* Stated problem: Select every line of the items that contains the word "flagpole" and copy each one out.

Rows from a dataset
** START **
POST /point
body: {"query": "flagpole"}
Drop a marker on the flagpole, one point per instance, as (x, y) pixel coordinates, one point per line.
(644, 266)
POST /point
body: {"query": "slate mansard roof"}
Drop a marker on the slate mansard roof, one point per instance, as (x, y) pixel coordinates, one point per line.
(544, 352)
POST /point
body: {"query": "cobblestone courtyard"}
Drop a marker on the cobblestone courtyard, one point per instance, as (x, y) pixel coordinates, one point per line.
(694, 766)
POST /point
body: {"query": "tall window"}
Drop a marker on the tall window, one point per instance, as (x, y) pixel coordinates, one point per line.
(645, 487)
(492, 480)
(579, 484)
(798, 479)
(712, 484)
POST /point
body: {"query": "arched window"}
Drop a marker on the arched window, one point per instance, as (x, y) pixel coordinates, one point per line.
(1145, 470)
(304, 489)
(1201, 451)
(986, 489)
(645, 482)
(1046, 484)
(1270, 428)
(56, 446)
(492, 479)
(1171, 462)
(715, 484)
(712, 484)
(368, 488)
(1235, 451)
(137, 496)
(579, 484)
** END **
** START **
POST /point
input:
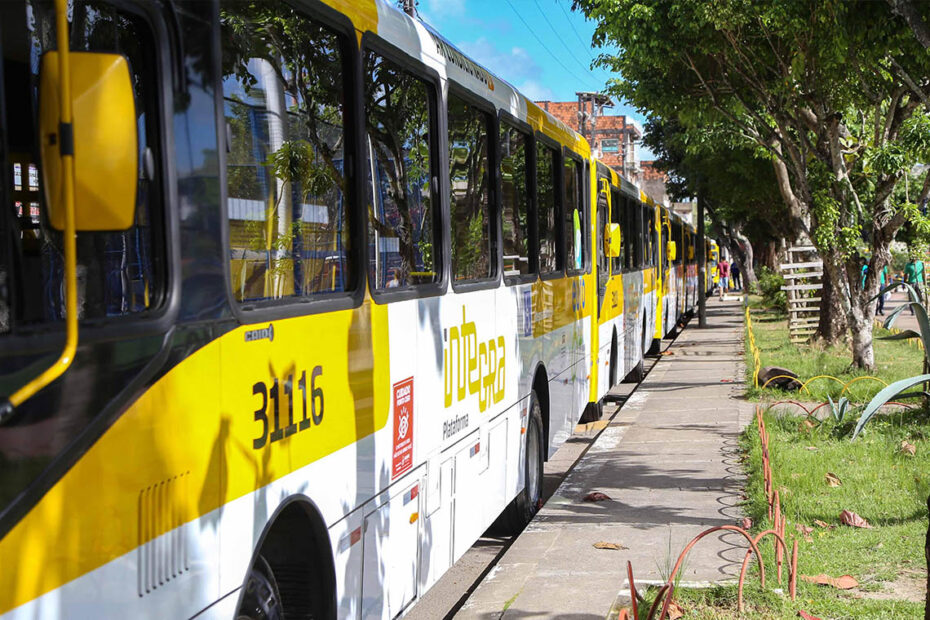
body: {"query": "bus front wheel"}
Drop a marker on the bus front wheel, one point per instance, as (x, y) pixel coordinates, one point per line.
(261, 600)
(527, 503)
** END **
** START **
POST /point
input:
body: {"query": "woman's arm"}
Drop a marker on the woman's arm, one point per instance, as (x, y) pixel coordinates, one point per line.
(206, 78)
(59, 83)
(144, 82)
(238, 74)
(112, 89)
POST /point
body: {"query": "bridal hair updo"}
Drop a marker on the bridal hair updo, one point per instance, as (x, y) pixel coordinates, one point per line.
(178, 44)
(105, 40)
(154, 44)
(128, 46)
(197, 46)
** END **
* Response to the exercise:
body: {"query": "flagpole"}
Drop a marker on the flagpole, one point per instance, as (x, y) pixel coordinates, one point per line.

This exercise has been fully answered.